==== EXCERPTED RECORDS ====

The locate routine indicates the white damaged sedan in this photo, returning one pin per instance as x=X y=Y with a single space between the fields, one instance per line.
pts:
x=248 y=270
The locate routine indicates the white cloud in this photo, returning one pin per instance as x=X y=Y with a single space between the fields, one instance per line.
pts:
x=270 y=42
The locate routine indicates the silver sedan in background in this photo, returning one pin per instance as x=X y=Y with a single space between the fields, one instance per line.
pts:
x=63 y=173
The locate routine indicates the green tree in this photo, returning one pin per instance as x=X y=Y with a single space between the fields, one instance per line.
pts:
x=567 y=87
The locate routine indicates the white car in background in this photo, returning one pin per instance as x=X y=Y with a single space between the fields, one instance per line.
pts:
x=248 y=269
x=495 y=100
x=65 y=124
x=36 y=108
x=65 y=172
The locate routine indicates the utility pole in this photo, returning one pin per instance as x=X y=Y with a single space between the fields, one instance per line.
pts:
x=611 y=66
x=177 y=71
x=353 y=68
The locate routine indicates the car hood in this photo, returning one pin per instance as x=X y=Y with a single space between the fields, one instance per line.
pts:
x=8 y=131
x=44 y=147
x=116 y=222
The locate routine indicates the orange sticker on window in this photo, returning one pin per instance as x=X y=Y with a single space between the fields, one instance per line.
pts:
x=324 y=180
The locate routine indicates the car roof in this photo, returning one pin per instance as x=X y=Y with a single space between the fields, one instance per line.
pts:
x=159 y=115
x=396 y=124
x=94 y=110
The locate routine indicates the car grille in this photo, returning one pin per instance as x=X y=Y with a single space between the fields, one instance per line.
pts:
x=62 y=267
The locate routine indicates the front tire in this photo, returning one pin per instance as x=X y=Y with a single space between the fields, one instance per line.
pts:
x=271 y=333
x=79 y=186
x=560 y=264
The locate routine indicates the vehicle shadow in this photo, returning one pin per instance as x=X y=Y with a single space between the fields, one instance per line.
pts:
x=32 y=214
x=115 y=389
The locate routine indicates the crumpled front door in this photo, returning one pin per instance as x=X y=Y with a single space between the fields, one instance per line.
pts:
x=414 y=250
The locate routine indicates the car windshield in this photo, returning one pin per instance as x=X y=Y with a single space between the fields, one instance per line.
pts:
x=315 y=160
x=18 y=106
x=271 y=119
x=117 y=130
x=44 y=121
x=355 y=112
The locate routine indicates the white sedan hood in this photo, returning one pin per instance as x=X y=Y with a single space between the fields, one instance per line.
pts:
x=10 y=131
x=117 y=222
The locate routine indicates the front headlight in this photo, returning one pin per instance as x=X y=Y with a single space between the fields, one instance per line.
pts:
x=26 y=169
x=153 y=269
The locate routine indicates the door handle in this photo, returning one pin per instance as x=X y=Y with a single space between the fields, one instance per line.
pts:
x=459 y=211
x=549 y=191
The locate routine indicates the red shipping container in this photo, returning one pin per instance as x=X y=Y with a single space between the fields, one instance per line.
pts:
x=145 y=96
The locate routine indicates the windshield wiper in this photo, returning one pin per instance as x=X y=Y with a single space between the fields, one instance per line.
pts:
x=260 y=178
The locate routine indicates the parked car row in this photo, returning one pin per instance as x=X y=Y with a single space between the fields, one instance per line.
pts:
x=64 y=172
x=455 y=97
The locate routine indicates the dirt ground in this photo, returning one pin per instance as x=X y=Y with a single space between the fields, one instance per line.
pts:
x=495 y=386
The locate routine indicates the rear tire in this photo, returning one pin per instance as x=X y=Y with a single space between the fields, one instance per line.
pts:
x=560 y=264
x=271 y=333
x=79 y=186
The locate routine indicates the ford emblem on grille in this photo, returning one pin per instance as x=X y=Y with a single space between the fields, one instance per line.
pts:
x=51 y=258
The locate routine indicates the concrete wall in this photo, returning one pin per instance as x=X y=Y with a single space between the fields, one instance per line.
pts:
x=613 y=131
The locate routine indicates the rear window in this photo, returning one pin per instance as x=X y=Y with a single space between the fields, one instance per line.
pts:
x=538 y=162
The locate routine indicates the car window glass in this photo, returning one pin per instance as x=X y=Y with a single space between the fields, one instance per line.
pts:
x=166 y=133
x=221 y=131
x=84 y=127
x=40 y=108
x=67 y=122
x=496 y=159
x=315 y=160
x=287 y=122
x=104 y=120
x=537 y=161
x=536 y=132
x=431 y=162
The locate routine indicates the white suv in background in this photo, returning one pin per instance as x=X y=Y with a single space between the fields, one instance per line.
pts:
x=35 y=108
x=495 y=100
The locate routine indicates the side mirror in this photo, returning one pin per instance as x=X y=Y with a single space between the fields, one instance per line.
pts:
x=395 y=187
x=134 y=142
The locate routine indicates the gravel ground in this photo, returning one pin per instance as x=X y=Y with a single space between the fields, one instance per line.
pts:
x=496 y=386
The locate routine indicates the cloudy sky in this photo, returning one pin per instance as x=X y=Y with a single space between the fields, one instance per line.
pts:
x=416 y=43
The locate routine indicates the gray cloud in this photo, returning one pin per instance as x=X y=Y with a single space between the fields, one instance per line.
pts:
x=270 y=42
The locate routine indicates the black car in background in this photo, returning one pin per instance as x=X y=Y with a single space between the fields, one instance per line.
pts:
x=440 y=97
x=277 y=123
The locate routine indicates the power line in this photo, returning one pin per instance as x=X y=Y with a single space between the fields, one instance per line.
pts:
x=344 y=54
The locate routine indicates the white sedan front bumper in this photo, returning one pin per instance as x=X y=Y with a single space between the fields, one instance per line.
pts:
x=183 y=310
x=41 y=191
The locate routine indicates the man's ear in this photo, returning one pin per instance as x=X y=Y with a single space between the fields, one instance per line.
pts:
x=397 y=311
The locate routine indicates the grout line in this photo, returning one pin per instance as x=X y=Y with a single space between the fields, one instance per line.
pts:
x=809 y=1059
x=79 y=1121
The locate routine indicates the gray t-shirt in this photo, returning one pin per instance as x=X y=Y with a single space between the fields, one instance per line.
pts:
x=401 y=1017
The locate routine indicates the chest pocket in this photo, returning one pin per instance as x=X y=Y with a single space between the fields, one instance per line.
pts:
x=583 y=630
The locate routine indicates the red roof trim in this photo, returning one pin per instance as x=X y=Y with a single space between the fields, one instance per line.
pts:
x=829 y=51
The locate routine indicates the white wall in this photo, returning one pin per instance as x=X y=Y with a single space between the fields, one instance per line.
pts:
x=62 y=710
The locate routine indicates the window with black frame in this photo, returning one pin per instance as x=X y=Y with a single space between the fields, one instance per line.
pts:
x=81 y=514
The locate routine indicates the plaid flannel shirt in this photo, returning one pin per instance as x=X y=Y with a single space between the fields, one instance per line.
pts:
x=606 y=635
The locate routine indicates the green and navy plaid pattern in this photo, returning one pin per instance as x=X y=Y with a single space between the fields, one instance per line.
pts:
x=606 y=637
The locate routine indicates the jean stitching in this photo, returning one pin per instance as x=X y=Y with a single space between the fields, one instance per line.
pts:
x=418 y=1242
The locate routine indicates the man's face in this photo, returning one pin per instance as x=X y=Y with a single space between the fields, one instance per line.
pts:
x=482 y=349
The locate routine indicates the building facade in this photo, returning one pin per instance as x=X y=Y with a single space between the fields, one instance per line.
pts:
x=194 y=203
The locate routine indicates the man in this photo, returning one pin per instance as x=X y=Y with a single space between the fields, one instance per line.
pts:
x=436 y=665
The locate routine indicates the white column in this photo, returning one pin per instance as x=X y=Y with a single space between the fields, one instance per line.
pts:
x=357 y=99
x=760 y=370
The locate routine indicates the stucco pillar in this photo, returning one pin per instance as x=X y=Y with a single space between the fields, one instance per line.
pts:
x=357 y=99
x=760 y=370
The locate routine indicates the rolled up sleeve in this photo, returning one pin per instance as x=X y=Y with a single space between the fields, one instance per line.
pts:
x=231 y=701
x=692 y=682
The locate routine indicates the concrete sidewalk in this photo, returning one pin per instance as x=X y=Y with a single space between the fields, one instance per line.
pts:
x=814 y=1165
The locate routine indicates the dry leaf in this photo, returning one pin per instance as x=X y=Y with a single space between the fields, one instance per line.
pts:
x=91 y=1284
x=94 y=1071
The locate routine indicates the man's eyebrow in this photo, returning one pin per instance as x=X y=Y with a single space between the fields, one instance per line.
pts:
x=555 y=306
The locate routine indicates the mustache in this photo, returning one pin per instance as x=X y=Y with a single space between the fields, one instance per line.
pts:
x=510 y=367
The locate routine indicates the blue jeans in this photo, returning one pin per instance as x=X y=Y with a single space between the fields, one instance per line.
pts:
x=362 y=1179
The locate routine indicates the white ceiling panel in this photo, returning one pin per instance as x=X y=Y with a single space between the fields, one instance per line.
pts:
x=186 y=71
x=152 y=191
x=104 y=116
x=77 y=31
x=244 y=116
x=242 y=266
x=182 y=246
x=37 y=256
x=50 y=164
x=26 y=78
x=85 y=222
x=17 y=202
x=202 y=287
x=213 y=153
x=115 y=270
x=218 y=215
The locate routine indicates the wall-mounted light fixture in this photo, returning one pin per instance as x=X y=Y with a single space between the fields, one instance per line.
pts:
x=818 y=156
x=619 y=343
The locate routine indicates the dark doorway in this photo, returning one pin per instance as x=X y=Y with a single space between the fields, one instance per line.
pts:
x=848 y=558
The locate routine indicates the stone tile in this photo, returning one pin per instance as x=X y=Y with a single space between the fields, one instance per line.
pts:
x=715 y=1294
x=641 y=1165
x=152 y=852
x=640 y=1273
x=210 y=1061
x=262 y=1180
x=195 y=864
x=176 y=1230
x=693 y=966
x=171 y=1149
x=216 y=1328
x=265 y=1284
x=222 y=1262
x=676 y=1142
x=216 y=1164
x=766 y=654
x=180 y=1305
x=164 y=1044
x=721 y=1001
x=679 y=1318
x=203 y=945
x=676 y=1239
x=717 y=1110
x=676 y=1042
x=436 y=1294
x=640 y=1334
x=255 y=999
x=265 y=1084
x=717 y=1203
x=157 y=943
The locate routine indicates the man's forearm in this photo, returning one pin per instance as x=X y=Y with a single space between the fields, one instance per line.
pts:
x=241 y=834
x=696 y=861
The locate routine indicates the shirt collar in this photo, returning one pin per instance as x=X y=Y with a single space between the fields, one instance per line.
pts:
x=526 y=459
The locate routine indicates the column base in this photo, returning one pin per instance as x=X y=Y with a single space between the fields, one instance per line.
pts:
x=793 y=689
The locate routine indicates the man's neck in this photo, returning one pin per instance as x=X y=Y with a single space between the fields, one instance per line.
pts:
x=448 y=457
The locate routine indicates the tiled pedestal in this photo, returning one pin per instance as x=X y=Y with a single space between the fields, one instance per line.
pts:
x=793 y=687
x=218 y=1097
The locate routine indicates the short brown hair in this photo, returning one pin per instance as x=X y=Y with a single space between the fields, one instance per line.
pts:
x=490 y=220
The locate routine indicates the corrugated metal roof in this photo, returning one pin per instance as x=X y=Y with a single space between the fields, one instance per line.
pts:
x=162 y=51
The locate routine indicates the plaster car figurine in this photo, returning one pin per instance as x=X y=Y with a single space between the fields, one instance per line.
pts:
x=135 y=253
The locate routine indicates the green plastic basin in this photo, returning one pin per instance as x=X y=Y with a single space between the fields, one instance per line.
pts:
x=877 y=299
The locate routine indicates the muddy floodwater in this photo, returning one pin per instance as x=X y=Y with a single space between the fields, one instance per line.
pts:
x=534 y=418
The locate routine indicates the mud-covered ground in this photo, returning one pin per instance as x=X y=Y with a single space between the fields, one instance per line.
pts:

====

**THE EXERCISE:**
Write out again everything from the line containing "The locate routine indicates the man's neck" down to the line containing "x=448 y=457", requests included, adding -120 to every coordinate value in the answers.

**RESPONSE:**
The locate routine indicates the man's neck in this photo, returning one pin per instance as x=X y=Y with a single space between the fields, one instance per line.
pts:
x=328 y=337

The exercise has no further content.